Your answer must be every line below, repeated exactly.

** Text-to-region grounding data **
○ ○ ○ ○ ○

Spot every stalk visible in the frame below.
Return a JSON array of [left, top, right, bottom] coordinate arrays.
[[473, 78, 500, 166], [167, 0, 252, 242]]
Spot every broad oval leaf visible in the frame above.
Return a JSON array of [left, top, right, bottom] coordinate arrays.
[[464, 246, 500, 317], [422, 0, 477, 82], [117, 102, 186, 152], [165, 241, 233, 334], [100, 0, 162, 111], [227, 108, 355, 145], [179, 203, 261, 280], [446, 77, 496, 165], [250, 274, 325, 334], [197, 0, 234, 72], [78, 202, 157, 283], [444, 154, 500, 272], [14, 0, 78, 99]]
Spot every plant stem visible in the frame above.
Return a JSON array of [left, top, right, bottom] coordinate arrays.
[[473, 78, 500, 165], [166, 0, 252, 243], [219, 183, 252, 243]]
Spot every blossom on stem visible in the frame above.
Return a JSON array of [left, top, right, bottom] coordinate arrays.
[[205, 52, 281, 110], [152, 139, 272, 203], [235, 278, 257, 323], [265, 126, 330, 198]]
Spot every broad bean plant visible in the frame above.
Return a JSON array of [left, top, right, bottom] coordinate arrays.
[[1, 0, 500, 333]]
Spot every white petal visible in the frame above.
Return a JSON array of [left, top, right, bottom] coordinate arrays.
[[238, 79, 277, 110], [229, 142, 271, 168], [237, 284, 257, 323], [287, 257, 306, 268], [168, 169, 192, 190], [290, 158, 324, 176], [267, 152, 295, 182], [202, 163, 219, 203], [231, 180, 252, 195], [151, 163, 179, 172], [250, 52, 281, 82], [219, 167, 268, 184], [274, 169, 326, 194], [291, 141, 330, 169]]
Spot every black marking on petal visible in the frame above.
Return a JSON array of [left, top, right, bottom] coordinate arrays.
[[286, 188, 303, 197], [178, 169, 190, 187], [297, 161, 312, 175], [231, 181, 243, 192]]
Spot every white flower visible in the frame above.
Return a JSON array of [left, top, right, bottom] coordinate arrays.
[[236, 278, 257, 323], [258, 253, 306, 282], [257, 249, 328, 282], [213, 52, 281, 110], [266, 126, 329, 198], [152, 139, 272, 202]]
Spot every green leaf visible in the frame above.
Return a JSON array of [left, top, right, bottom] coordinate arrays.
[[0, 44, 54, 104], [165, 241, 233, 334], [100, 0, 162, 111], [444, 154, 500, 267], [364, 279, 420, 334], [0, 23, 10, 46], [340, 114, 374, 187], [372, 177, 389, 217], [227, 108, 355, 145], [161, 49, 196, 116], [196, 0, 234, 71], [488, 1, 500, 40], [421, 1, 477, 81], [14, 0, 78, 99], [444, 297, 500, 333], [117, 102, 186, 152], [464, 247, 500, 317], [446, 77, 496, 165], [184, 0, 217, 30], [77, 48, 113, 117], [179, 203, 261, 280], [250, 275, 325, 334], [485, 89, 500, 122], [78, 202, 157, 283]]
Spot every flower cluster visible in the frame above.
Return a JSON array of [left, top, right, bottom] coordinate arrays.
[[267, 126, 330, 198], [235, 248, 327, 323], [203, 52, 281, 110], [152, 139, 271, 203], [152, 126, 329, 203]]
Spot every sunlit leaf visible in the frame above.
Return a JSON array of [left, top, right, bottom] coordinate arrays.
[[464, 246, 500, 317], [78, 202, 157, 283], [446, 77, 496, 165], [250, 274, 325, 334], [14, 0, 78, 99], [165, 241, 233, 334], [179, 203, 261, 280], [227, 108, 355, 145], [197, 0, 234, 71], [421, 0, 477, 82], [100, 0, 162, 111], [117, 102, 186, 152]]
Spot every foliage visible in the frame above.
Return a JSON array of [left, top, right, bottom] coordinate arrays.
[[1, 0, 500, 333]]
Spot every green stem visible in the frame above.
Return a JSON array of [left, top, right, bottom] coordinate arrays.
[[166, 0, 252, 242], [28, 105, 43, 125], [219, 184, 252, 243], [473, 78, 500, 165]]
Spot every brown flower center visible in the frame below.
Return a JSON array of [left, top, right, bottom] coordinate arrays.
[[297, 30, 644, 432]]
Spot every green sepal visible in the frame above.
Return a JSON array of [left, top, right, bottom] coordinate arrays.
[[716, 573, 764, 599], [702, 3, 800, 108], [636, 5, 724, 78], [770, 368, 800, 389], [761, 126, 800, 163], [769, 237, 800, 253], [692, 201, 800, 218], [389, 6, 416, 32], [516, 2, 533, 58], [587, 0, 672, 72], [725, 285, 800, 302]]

○ ○ ○ ○ ○

** RESPONSE TO THIS EXERCISE **
Spot every stalk visible in the frame below.
Return a JSON array of [left, top, right, bottom] coordinate arrays.
[[473, 78, 500, 166], [167, 0, 252, 242]]
Spot every broad oval leaf visible in the frame above.
Return a JSON array of [left, top, right, bottom] coordinate arrays.
[[464, 246, 500, 317], [422, 0, 477, 82], [117, 102, 186, 152], [165, 241, 233, 334], [100, 0, 162, 111], [227, 108, 355, 145], [179, 203, 261, 280], [446, 77, 496, 165], [250, 274, 325, 334], [197, 0, 234, 72], [78, 202, 157, 283], [444, 154, 500, 272], [14, 0, 78, 99]]
Spot every plant stem visible in the frame above.
Return a JSON array of [left, top, right, bottom] coordinate arrays.
[[473, 78, 500, 165], [166, 0, 252, 243], [219, 183, 252, 243]]
Spot every blossom on stem visible in the frame above.
Return a JSON array of [left, top, right, bottom] coordinate arrays.
[[205, 52, 281, 110], [152, 139, 272, 203], [235, 278, 257, 323], [265, 126, 330, 198]]
Spot every broad bean plant visible in the frame above.
Return a JSON array of [left, top, right, bottom] coordinate arrays.
[[1, 0, 500, 333]]
Spot every white petal visible in the frame above.
Return a JSON array of [left, top, right, bottom] coordinate arrays.
[[238, 79, 277, 110], [229, 142, 271, 168], [237, 284, 257, 323], [287, 257, 306, 268], [168, 169, 192, 190], [290, 158, 324, 176], [267, 152, 295, 182], [202, 163, 219, 203], [231, 180, 252, 195], [151, 163, 179, 172], [250, 52, 281, 82], [219, 167, 268, 184], [274, 169, 326, 194], [291, 141, 330, 169]]
Spot every black marking on petal visible in the frame above.
Return a JSON array of [left, top, right, bottom] coordinate arrays.
[[286, 188, 303, 197], [178, 169, 190, 187], [297, 161, 312, 175], [231, 181, 243, 192]]
Spot every white flower visible in the frame above.
Return a JSON array of [left, top, right, bottom] coordinate arrays.
[[236, 278, 257, 323], [258, 253, 306, 282], [257, 249, 328, 282], [213, 52, 281, 110], [266, 126, 329, 198], [152, 139, 272, 202]]
Spot every green leaf visible in the frame above.
Return a JSON array of [left, top, right, bottom] coordinate arrays.
[[0, 44, 54, 104], [165, 241, 233, 334], [100, 0, 162, 111], [444, 154, 500, 267], [364, 279, 420, 334], [0, 23, 10, 46], [340, 114, 374, 187], [372, 177, 389, 217], [227, 108, 355, 145], [161, 49, 196, 116], [196, 0, 234, 71], [488, 1, 500, 40], [421, 1, 477, 81], [14, 0, 78, 99], [444, 297, 500, 333], [117, 102, 186, 152], [464, 247, 500, 317], [446, 77, 496, 165], [184, 0, 217, 30], [77, 48, 113, 117], [179, 203, 261, 280], [250, 275, 325, 334], [485, 89, 500, 122], [78, 202, 157, 283]]
Spot every flower cluster visible in the frame above.
Return a JSON array of [left, top, right, bottom] coordinate arrays.
[[267, 126, 330, 198], [235, 248, 327, 323], [203, 52, 281, 110], [152, 139, 271, 203], [152, 126, 329, 203]]
Spot every sunlit leaf visible in the frame above.
Return a JSON array of [left, top, right, bottom] coordinate arrays.
[[464, 246, 500, 317], [78, 202, 157, 283], [446, 77, 496, 165], [250, 274, 325, 334], [14, 0, 78, 99], [165, 241, 233, 334], [179, 203, 261, 280], [227, 108, 355, 145], [197, 0, 234, 71], [421, 0, 477, 82], [100, 0, 162, 111], [117, 102, 186, 152]]
Spot every foliage visible in the frame above.
Return a JSON array of [left, top, right, bottom] coordinate arrays.
[[1, 0, 500, 333]]
Spot every green stem visible in the frame above.
Return a JSON array of [left, top, right, bottom] coordinate arrays.
[[166, 0, 252, 242], [28, 105, 43, 125], [219, 184, 252, 243], [473, 78, 500, 165]]
Spot every brown flower center visible in the frame below.
Return a JSON array of [left, top, right, bottom] coordinate arrays.
[[297, 30, 644, 432]]
Spot every green sepal visible in the frame above.
Return a JSON array of [left, top, right, bottom] coordinate arrays.
[[716, 573, 764, 599], [702, 3, 800, 108], [636, 5, 724, 78], [770, 368, 800, 389], [761, 126, 800, 163], [769, 237, 800, 253], [692, 201, 800, 218], [389, 6, 416, 32], [516, 2, 533, 58], [587, 0, 672, 72], [725, 285, 800, 302]]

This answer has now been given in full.